(Dataset records)
══════════

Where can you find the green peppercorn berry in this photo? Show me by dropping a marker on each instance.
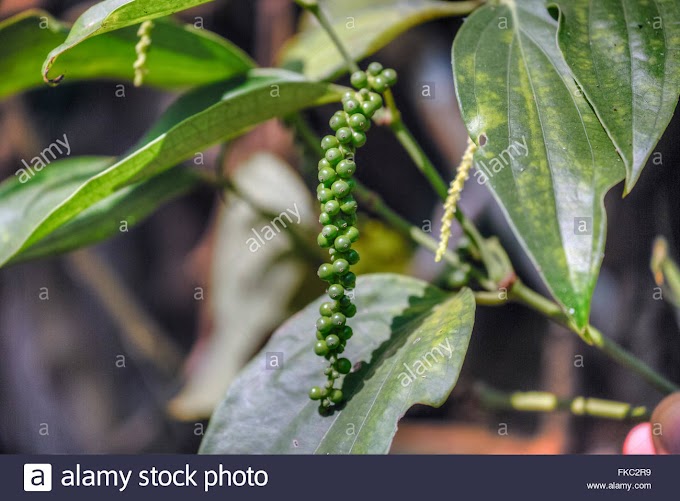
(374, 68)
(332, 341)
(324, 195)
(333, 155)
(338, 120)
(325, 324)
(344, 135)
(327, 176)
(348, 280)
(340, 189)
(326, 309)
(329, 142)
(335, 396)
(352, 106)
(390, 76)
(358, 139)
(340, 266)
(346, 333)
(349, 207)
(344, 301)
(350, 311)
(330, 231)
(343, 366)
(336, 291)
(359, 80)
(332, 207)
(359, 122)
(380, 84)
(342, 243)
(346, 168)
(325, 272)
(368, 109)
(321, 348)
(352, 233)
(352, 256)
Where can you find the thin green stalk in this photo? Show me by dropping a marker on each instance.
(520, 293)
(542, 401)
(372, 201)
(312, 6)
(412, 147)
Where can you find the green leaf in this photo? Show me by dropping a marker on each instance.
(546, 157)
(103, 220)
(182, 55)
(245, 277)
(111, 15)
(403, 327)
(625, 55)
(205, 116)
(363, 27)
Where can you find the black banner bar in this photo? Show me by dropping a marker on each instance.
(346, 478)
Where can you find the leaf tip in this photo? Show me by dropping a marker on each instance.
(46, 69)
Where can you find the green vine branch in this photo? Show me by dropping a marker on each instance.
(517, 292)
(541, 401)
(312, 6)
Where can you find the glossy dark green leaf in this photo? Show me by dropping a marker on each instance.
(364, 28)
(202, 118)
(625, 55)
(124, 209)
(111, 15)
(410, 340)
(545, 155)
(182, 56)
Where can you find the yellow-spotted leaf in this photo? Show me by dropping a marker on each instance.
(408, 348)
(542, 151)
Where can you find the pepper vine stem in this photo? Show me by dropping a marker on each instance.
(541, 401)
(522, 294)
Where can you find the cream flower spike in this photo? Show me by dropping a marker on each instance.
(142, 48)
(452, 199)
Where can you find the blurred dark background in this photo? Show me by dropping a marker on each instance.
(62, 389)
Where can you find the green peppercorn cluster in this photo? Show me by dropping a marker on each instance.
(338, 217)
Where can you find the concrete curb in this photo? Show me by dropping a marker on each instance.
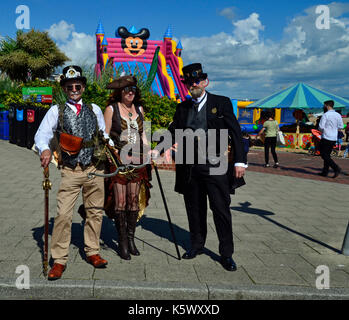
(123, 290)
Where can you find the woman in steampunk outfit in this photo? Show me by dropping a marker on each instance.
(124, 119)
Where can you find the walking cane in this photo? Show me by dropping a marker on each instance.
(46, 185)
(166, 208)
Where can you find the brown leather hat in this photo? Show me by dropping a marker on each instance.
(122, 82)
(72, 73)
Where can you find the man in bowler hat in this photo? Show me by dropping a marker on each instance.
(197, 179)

══════════

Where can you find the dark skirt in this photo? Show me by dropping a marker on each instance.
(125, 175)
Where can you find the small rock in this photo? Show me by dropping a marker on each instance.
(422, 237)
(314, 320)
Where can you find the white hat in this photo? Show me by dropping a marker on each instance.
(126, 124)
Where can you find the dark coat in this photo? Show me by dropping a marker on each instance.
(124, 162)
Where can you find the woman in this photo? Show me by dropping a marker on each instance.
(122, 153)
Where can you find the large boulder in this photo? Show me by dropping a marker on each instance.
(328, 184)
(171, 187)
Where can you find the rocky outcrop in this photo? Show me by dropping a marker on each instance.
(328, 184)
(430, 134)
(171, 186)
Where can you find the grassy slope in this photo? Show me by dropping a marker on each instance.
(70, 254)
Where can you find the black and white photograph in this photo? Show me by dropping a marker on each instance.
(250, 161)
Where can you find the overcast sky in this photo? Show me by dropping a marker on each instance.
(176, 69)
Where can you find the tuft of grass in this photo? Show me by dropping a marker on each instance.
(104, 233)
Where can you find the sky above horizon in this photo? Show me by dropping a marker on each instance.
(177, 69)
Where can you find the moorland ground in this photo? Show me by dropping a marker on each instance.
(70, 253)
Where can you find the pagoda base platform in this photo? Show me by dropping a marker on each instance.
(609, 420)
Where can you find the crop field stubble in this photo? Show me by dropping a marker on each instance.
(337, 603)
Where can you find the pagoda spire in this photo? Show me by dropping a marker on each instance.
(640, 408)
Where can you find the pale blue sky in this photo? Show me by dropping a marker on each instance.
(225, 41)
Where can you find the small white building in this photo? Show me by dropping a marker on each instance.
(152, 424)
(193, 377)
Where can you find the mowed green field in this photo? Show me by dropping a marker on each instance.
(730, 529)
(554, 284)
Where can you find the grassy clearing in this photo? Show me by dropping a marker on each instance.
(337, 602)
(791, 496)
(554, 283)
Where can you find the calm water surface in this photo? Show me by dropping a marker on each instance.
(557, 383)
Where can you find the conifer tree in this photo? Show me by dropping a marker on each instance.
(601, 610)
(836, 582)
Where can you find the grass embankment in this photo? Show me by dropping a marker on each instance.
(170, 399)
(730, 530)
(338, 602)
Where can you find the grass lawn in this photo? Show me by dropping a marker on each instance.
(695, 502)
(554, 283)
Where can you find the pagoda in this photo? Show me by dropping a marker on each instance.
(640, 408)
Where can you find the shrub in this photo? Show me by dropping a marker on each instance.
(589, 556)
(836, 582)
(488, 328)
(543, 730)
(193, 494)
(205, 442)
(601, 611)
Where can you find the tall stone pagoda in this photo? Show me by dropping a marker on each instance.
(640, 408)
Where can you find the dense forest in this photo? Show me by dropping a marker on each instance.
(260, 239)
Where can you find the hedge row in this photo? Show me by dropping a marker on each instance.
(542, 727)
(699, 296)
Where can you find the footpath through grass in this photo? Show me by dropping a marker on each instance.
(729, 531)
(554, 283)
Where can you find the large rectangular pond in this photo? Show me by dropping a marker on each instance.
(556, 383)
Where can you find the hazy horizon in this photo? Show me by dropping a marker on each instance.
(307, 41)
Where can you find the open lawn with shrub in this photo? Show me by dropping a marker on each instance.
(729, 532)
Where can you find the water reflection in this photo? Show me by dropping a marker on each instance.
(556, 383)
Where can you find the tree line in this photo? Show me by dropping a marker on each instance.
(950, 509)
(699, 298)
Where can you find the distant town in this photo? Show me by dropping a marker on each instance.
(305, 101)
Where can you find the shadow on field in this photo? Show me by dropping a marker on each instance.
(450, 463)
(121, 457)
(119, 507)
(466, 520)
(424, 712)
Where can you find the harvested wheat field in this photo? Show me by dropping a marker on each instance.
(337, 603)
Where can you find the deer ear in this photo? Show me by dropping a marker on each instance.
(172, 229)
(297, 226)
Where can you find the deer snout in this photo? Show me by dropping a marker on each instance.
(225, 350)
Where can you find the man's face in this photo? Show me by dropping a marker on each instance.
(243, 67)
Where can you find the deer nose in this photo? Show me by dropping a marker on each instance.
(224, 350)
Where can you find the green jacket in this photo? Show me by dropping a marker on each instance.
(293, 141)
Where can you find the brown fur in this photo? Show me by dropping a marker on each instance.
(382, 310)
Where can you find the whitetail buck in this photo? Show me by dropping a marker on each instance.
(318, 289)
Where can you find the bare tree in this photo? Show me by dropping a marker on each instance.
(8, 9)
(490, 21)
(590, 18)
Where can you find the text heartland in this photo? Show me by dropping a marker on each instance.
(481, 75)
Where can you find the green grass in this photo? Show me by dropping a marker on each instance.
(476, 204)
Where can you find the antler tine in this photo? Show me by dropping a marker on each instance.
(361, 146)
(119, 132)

══════════

- Written exercise: Extract each row above that contains the word "brown", and reproduce every such row in full.

- Exercise output:
Where can you find the brown leather hat in this photo? Show me by dropping a marker on each instance.
Where can you find the brown fur in this photo? Show me by dropping a marker on each instance.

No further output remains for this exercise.